▸ Task requirements
Can you gather every line in the listing below that contains the string "provide" and copy each one out? Case matters, so count only matches with the same capitalization.

════════════════════

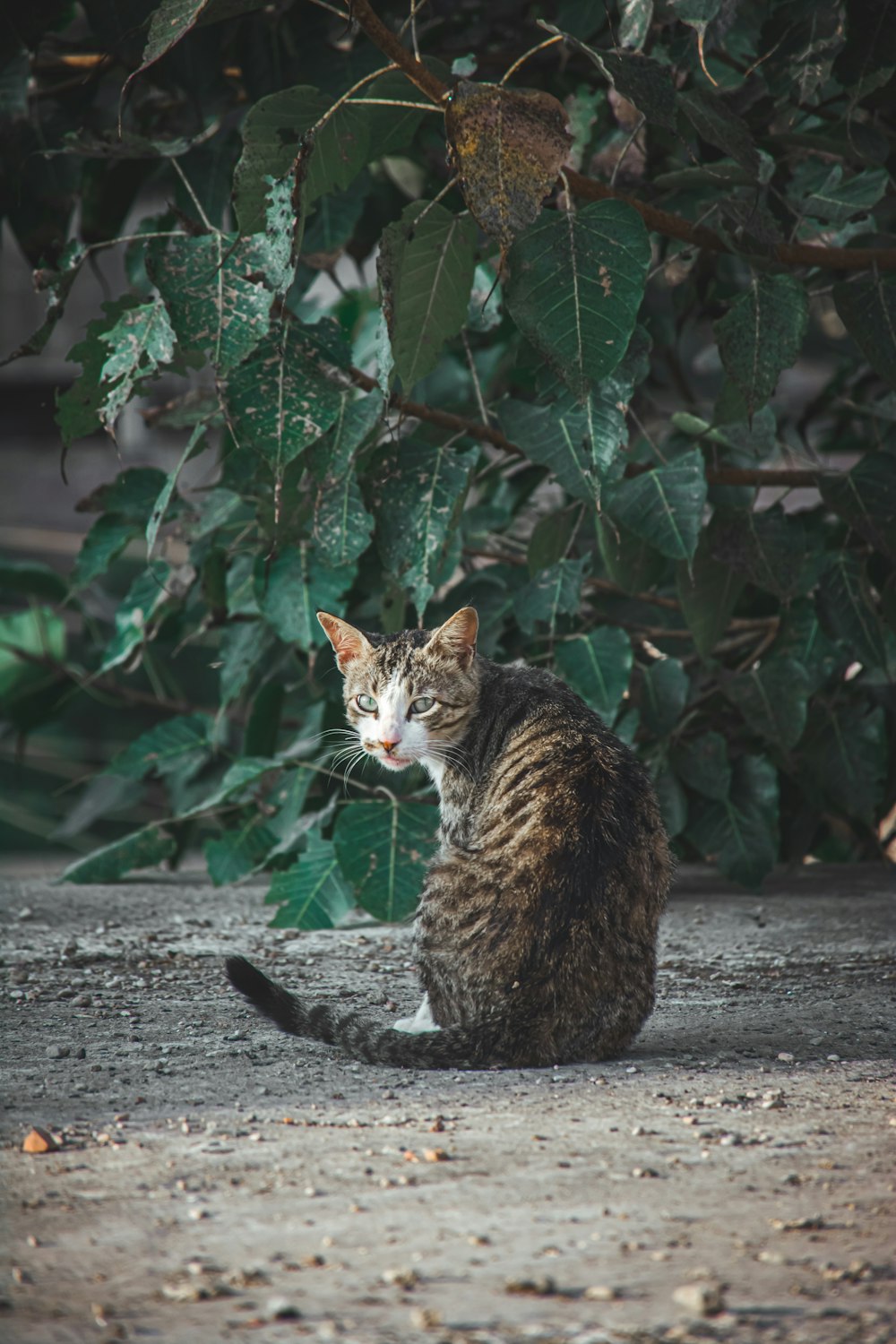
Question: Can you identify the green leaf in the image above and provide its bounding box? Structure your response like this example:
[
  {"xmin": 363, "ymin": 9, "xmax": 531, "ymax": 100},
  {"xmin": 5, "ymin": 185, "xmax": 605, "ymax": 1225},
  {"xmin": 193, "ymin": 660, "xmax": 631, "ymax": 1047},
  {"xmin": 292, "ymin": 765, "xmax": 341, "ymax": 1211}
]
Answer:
[
  {"xmin": 801, "ymin": 702, "xmax": 890, "ymax": 827},
  {"xmin": 374, "ymin": 438, "xmax": 478, "ymax": 620},
  {"xmin": 505, "ymin": 201, "xmax": 650, "ymax": 401},
  {"xmin": 594, "ymin": 513, "xmax": 667, "ymax": 594},
  {"xmin": 513, "ymin": 556, "xmax": 587, "ymax": 634},
  {"xmin": 678, "ymin": 89, "xmax": 759, "ymax": 177},
  {"xmin": 62, "ymin": 827, "xmax": 177, "ymax": 883},
  {"xmin": 71, "ymin": 513, "xmax": 140, "ymax": 593},
  {"xmin": 832, "ymin": 273, "xmax": 896, "ymax": 387},
  {"xmin": 99, "ymin": 561, "xmax": 170, "ymax": 672},
  {"xmin": 603, "ymin": 449, "xmax": 707, "ymax": 561},
  {"xmin": 146, "ymin": 234, "xmax": 274, "ymax": 374},
  {"xmin": 820, "ymin": 453, "xmax": 896, "ymax": 559},
  {"xmin": 224, "ymin": 323, "xmax": 342, "ymax": 470},
  {"xmin": 234, "ymin": 85, "xmax": 369, "ymax": 234},
  {"xmin": 202, "ymin": 812, "xmax": 272, "ymax": 887},
  {"xmin": 0, "ymin": 607, "xmax": 65, "ymax": 703},
  {"xmin": 146, "ymin": 425, "xmax": 205, "ymax": 556},
  {"xmin": 686, "ymin": 755, "xmax": 780, "ymax": 890},
  {"xmin": 264, "ymin": 835, "xmax": 355, "ymax": 929},
  {"xmin": 105, "ymin": 714, "xmax": 213, "ymax": 780},
  {"xmin": 376, "ymin": 202, "xmax": 476, "ymax": 390},
  {"xmin": 0, "ymin": 556, "xmax": 68, "ymax": 602},
  {"xmin": 641, "ymin": 659, "xmax": 691, "ymax": 738},
  {"xmin": 254, "ymin": 542, "xmax": 355, "ymax": 650},
  {"xmin": 713, "ymin": 276, "xmax": 809, "ymax": 417},
  {"xmin": 555, "ymin": 625, "xmax": 634, "ymax": 725},
  {"xmin": 309, "ymin": 392, "xmax": 383, "ymax": 566},
  {"xmin": 333, "ymin": 798, "xmax": 438, "ymax": 921},
  {"xmin": 669, "ymin": 733, "xmax": 731, "ymax": 798},
  {"xmin": 676, "ymin": 532, "xmax": 745, "ymax": 659},
  {"xmin": 818, "ymin": 551, "xmax": 887, "ymax": 667},
  {"xmin": 710, "ymin": 504, "xmax": 806, "ymax": 599},
  {"xmin": 99, "ymin": 298, "xmax": 175, "ymax": 433},
  {"xmin": 721, "ymin": 658, "xmax": 810, "ymax": 753}
]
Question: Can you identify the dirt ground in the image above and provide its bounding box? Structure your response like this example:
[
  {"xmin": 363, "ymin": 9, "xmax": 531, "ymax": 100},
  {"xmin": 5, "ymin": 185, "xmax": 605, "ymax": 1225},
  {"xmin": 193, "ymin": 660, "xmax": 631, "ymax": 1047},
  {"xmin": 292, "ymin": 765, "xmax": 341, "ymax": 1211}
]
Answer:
[{"xmin": 0, "ymin": 867, "xmax": 896, "ymax": 1344}]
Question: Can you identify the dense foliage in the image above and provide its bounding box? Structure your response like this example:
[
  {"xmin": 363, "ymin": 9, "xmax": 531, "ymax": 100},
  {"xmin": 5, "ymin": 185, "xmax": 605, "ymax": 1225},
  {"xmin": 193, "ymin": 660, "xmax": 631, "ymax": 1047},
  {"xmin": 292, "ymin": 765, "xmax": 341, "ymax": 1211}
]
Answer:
[{"xmin": 0, "ymin": 0, "xmax": 896, "ymax": 927}]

════════════════════

▸ Written response
Question: Can you identify the green leaf in the image above and provide its bounding box? Structure your response like this example:
Question: Can you identify the dirt ground in the image above and provide its bounding box? Structure your response like this example:
Question: Can you identify the dense foliage in the image above and provide its bounding box? Structure your response like this example:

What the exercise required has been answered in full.